╭─ Data extract
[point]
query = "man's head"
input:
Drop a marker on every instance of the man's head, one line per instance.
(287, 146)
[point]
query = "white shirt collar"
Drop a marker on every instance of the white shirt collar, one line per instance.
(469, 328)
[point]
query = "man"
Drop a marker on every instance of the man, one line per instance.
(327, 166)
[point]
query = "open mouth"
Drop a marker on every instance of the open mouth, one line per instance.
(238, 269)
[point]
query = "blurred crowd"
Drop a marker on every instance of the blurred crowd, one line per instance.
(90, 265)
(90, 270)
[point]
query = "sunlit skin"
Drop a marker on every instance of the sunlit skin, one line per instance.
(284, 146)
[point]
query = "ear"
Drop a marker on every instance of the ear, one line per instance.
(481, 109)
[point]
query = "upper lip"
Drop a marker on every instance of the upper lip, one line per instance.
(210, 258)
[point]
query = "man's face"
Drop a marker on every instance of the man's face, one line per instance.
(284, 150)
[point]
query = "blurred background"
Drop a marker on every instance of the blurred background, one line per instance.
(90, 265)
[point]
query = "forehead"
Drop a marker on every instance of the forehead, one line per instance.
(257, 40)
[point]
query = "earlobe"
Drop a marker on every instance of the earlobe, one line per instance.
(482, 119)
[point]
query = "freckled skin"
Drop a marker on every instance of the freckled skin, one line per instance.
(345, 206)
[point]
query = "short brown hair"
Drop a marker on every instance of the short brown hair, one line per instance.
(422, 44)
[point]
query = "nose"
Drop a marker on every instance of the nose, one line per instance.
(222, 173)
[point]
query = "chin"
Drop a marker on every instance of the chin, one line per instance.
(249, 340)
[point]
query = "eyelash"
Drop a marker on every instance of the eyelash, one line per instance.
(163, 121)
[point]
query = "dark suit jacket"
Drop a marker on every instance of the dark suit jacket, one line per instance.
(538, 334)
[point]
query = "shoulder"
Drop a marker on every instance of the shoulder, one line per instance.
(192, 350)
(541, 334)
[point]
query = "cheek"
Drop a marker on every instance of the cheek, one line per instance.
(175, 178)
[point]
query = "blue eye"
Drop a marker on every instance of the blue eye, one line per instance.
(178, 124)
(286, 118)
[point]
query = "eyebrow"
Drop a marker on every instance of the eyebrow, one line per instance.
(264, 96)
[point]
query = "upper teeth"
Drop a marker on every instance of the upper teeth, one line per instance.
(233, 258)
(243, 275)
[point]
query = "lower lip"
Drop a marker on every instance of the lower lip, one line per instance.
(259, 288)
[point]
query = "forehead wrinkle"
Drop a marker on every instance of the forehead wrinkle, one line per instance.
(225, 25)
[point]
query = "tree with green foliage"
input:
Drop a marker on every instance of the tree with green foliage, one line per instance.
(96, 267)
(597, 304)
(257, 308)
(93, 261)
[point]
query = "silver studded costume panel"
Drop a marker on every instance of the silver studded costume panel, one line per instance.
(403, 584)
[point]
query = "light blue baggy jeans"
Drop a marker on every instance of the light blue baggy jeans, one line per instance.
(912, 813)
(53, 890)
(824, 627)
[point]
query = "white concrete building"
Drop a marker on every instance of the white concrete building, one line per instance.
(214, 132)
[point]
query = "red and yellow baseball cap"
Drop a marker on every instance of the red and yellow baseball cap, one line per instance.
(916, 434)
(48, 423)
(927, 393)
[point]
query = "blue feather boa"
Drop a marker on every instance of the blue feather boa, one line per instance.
╰─
Task objective: Wherever the string "feather" appears in the entries, copy that line.

Response box:
query = "blue feather boa"
Drop a marker on every instance of the blue feather boa, one line per instance.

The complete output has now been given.